→ **Work to complete**: Leave out the pictures, and reproduce exactly the lines from the line containing "Exercise. Point out the green leaf" through the final line of the entries.

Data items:
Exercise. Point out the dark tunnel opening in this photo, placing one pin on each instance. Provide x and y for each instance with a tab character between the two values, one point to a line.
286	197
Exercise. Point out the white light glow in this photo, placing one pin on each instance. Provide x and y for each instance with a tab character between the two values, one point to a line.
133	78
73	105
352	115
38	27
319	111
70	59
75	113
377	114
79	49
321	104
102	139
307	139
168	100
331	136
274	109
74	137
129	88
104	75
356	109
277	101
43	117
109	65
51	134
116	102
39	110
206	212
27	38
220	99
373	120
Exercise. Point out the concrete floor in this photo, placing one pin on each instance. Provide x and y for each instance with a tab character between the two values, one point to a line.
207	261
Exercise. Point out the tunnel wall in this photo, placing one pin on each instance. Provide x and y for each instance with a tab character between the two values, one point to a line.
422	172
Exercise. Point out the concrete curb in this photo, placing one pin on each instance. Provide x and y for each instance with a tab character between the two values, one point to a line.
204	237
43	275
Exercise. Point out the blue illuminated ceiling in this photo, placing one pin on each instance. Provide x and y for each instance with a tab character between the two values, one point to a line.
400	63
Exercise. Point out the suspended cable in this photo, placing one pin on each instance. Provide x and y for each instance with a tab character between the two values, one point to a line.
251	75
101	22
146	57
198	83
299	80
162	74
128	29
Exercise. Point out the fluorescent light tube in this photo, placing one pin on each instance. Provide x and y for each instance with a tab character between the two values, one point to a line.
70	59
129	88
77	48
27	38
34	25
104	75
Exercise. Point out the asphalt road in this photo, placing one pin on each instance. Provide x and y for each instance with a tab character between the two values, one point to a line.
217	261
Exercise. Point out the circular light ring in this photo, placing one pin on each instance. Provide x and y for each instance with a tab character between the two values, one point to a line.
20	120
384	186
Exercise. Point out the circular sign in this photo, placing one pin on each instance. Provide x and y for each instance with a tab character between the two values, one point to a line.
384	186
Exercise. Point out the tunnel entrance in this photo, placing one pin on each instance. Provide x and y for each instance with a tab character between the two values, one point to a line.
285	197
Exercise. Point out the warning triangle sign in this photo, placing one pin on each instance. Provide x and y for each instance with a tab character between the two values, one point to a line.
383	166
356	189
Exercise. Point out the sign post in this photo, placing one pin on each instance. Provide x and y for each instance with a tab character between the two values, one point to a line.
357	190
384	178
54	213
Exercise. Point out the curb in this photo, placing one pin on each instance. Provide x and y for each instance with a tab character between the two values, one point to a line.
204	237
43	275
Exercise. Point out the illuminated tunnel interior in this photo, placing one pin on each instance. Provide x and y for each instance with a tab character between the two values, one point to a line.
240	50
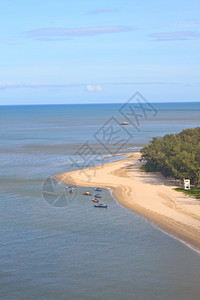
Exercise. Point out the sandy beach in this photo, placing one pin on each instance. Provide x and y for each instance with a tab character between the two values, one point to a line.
147	194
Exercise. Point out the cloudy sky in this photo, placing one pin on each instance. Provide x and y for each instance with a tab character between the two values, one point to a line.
88	51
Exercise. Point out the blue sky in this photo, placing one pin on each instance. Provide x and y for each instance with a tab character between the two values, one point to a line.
99	51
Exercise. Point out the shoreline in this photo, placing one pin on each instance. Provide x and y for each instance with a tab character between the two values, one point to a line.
147	194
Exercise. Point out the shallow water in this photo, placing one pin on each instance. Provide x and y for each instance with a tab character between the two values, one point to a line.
78	251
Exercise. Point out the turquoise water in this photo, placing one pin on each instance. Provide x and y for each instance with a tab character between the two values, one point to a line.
77	251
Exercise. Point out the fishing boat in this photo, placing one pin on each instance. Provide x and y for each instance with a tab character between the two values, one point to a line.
97	196
101	205
87	194
97	189
71	187
95	200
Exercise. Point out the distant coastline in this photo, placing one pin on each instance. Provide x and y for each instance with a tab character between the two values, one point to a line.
147	194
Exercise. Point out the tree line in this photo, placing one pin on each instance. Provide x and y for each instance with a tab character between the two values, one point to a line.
175	155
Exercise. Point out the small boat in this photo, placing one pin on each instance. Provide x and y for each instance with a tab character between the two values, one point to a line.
87	194
97	196
101	205
95	200
71	187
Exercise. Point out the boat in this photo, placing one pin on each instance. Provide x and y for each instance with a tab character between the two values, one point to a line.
71	187
97	196
87	194
98	189
95	200
101	205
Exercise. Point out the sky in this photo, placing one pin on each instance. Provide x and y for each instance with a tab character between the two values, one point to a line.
60	52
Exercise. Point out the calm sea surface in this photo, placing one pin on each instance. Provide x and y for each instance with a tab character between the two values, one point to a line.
77	251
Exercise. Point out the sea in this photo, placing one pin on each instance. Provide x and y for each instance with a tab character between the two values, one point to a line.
56	245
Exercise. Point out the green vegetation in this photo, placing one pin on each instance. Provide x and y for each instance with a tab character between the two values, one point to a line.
175	155
192	192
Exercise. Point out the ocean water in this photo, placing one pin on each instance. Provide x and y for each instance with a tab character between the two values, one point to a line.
76	251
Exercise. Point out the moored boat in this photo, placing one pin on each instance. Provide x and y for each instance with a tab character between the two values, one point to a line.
95	200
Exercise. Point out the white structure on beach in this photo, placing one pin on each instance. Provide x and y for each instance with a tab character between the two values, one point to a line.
186	184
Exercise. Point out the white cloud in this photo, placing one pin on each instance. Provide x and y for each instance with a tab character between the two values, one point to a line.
94	88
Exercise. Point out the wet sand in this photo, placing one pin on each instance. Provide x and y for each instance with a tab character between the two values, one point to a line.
147	194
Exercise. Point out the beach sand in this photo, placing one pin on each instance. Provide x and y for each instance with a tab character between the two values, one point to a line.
147	194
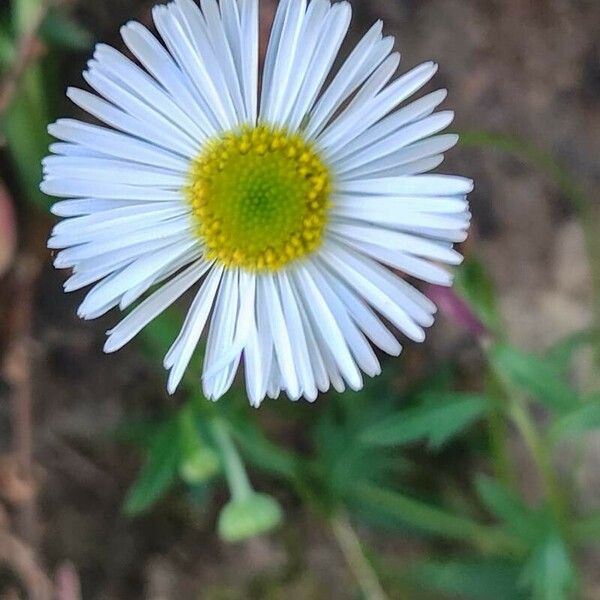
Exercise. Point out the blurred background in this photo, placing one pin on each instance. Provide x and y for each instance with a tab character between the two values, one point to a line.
470	469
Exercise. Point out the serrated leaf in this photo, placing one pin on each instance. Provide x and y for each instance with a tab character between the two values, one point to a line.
159	471
509	508
550	573
535	376
436	422
422	516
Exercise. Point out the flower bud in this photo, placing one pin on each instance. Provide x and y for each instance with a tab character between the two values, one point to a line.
255	515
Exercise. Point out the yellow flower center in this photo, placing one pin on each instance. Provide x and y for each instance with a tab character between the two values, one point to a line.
260	198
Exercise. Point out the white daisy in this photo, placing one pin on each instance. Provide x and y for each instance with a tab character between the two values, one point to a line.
287	207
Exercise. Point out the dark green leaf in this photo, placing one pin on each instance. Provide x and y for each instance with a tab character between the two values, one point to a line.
428	518
437	421
560	355
550	573
509	508
159	471
59	29
535	376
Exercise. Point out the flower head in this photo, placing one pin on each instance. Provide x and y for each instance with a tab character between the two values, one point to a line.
287	207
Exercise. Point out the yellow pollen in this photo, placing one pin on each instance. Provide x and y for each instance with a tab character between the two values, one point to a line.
260	198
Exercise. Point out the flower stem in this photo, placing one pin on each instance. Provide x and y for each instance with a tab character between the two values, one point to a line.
361	568
541	456
235	472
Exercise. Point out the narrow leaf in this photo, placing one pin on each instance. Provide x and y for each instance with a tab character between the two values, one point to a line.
535	376
437	422
159	471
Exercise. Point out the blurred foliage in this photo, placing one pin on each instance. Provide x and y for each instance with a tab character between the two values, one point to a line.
376	455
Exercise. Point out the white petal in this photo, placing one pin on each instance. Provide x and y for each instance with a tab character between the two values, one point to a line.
333	33
420	185
391	304
220	337
364	316
297	335
132	275
160	64
411	244
119	145
394	142
414	111
154	305
357	343
370	106
114	66
345	81
180	354
281	336
323	320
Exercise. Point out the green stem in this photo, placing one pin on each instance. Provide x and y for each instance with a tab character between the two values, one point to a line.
235	472
361	568
497	426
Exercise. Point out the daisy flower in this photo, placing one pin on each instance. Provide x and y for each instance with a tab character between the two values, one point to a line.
287	200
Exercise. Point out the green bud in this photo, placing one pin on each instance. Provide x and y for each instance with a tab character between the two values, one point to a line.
255	515
199	466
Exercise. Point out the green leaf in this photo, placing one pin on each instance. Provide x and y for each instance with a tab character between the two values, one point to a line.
438	421
255	515
560	355
199	462
158	473
60	30
475	286
263	453
508	507
431	519
468	579
550	573
584	419
535	376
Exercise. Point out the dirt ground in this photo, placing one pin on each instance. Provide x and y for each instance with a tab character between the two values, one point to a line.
524	67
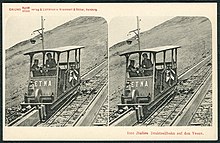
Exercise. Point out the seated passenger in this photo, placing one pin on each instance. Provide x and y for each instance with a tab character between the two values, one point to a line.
35	68
147	65
50	63
133	72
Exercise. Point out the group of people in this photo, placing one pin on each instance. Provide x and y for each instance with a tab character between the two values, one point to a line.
145	68
50	63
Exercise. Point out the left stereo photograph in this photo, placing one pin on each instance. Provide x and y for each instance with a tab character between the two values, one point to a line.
56	71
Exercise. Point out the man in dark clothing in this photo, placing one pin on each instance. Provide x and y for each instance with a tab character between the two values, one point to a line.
147	65
50	63
132	70
35	68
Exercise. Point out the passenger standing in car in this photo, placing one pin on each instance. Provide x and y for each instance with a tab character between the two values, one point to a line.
50	63
146	63
132	70
35	68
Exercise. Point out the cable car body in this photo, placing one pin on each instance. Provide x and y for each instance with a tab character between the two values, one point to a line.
150	85
51	84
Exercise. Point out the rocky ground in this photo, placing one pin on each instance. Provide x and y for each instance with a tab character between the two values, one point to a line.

→ **Correct response**:
Exercise. Point out the green leaf in this photo, placing one pin on each instance. Provide x and y for each instance with a tab character between the two values, one point to a line.
438	421
255	515
560	355
199	462
158	473
60	30
475	286
263	453
508	507
431	519
468	579
550	573
584	419
535	376
Exercise. Point out the dirt ground in this photo, placing one pin on each instance. Provide x and y for each instance with a tab character between the two values, one point to a line.
524	67
Exercise. Point out the seated passenger in this photo, placing one pin on each instance. Provide x and y for each instance with a tab character between the two values, one point to a line.
35	68
147	65
50	63
133	72
Exercise. Point out the group of people in this photo, placing one pin on each instance. Provide x and y for each instance with a tab character between the two values, one point to a line.
145	68
50	63
Exercise. Point out the left stereo photograph in this photo, placing one pin on each instance. Provide x and y for each instance with a tab character between the two values, one point to a line.
56	71
Exercise. Point out the man in dark clothing in this photo, placing one pin on each instance. Provide x and y for each instance with a tab character between the two values, one point to a line.
147	65
50	63
132	70
35	68
Exercise. Point out the passenger standing in car in this photo, placing one pin on each instance. Provide x and y for each instance with a tab character between the two values, one point to a line.
50	63
146	63
132	70
35	68
Exercise. Point out the cable car body in this photo, placing one pin on each instance. Provide x and y for each instance with a tab character between the two values, one point to a line.
150	85
51	84
Exercise. Point out the rocky ground in this photo, placing one pin on each instance. Provide x and y for each instance with a tab character between the two values, one point to a line.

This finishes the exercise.